> **Conjunto de tarefas**:
1) As afirmações a seguir estão de acordo com a entrevista sobre a Cozinha das Tradições? Responda sim ou não a cada uma e cite literalmente as palavras da entrevista que decidem a resposta.
(a) No EITS foram servidas mais de 12 mil refeições em cinco dias.
(b) A trajetória da Cozinha das Tradições começou no EITS.
(c) Hoje o coletivo reúne menos de 50 mulheres.
2) Mostre todas as linhas da listagem que contêm a palavra "positive".

═══ Texto para leitura ═══

OTSS: O coletivo reúne mulheres e homens de 14 comunidades quilombolas, caiçaras, e também indígenas. Como essa união tão diversa se fortaleceu ao longo do caminho?
Ninha: Essa união cresce nos encontros. Cada vez que a gente se encontra — em eventos, formações ou mutirões — a gente se fortalece. Hoje somos mais de 70 mulheres e alguns homens de comunidades quilombolas, caiçaras e, agora, indígenas também.
A Cozinha das Tradições virou quase uma família. Muitos dos integrantes que estavam isolados ou passando por momentos difíceis encontraram na Cozinha um espaço de cura, companhia e pertencimento. Tivemos depoimentos de pessoas que superaram a depressão, que voltaram a plantar, que retomaram a alegria de participar das coisas.
Elas mesmas falam: “A gente quer encontro todo mês”. Não é só comida — é afeto, é apoio, é troca. A Cozinha uniu muita gente que nem se conhecia e hoje caminha como uma grande família.
OTSS: Você pode contar como a cozinha se transformou em movimento social? O que significa cozinhar de forma coletiva, política e comunitária?
Ninha: A Cozinha deixou de ser só cozinha. Virou movimento. Quando a gente se junta para cozinhar, a gente também fala do território, defende os nossos direitos, luta pela preservação das casas de farinha, pelo roçado, pela pesca tradicional.
Hoje muitas comunidades não têm mais casa de farinha porque no passado teve até gente que comprou os instrumentos — pilão, prensa, tipiti — e revendeu para fora. A Cozinha das Tradições reacende essa memória e dá força para reivindicar tudo isso de volta.
As mulheres e homens voltaram a plantar, a fazer horta, a querer produzir no próprio território. A Cozinha virou um lugar político, de união e resistência. É sobre cuidar da terra, do alimento e da comunidade.
OTSS: Quais foram os momentos que marcaram a trajetória da Cozinha das Tradições?
Ninha: Dois momentos foram fundamentais: o encontro em São Gonçalo + o CBA, lá em 2023, onde tudo começou; e o EITS [Encontro Internacional de Territórios e Saberes], que foi o maior desafio e também a maior conquista.
No EITS a gente juntou mais de 75 pessoas, trabalhando em duas cozinhas montadas, servindo mais de 12 mil refeições em cinco dias. Nunca imaginamos alimentar tanta gente. Foram meses de reuniões, decisões de cardápio, organização — oito meses de trabalho intenso.

Foi marcante ver o resultado: todo mundo feliz, o território reconhecendo nosso trabalho e a Cozinha se consolidando como referência.

═══ Listagem exibida ═══

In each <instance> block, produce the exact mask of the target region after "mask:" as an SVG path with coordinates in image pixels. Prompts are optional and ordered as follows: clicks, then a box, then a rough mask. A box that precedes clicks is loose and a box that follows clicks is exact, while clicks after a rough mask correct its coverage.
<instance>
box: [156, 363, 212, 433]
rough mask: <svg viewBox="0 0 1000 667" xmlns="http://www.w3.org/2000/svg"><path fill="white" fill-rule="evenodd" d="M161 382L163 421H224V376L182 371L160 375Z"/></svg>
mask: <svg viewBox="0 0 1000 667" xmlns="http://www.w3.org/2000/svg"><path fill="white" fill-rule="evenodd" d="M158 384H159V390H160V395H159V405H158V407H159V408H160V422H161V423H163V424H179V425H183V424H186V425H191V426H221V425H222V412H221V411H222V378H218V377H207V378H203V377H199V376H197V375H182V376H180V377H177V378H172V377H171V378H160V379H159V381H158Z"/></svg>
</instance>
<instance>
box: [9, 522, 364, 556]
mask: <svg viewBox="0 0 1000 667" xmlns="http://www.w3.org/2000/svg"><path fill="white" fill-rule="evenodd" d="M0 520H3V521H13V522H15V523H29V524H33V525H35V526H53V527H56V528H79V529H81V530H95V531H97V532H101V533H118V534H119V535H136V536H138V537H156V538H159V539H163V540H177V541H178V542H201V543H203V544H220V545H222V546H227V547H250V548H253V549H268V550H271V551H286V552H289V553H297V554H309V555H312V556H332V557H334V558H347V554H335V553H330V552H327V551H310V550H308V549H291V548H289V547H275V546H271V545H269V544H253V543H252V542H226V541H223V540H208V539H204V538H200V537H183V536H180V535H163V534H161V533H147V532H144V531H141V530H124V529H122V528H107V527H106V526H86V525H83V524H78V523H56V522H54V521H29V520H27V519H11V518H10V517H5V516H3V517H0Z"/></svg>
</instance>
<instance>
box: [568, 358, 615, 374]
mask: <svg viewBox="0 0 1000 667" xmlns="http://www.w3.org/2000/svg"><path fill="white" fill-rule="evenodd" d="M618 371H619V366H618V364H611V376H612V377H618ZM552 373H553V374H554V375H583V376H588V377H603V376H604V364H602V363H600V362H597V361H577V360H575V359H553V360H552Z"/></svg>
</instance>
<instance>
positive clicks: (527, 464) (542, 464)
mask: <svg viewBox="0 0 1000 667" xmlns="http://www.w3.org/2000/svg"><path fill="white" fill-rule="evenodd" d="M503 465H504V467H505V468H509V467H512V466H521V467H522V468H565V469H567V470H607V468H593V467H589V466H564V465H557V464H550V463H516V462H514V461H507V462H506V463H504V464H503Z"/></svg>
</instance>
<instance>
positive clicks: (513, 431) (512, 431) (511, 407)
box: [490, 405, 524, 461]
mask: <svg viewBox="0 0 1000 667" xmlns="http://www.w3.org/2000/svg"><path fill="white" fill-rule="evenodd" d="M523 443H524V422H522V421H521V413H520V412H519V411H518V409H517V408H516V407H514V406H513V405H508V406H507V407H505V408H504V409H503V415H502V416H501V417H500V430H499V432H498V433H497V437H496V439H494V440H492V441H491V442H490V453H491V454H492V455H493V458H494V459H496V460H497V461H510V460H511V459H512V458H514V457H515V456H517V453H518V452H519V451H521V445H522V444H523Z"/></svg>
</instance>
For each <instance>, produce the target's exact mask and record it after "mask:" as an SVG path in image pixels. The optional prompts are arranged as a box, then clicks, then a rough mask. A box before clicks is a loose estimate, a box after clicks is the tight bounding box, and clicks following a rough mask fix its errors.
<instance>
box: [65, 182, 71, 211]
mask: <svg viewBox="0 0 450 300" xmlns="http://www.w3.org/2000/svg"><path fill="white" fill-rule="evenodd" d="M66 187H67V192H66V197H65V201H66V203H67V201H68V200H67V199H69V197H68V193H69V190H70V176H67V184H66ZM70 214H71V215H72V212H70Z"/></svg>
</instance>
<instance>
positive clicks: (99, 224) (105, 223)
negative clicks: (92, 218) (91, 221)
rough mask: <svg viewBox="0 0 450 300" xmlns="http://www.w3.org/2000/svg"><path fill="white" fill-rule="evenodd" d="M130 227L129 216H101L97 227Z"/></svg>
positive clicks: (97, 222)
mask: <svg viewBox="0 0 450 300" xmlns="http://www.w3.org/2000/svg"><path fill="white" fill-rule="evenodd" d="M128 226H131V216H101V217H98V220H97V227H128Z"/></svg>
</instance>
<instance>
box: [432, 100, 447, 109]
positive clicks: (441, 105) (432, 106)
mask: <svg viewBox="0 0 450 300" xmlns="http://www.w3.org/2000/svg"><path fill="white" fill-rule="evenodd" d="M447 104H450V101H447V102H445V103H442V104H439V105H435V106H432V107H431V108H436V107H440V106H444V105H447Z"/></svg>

═══

> **Respostas por tarefa**:
1)
(a) Sim: "servindo mais de 12 mil refeições em cinco dias".
(b) Não: "o encontro em São Gonçalo + o CBA, lá em 2023, onde tudo começou".
(c) Não: "Hoje somos mais de 70 mulheres".

2)
positive clicks: (527, 464) (542, 464)
positive clicks: (513, 431) (512, 431) (511, 407)
positive clicks: (99, 224) (105, 223)
positive clicks: (97, 222)
positive clicks: (441, 105) (432, 106)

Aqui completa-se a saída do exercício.